**SET TASK**
Reproduce the material word for word, beginning with the line that contains "TARGET = bare tree" and continuing through the line that contains "column 236, row 105". Include both of those lines and nothing else.

**MATERIALS PROVIDED**
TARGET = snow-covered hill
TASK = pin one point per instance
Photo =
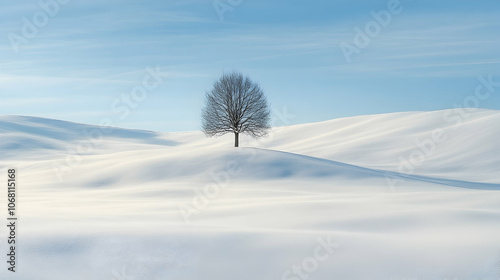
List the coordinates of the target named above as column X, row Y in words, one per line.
column 405, row 195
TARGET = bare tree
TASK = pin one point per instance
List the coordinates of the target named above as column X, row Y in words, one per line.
column 236, row 105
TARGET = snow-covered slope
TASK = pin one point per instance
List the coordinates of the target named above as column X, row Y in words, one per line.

**RESPONSE TO THE EXERCISE**
TARGET = bare tree
TASK = pin one point per instance
List the coordinates of the target named above as column X, row Y in words, one per line.
column 236, row 105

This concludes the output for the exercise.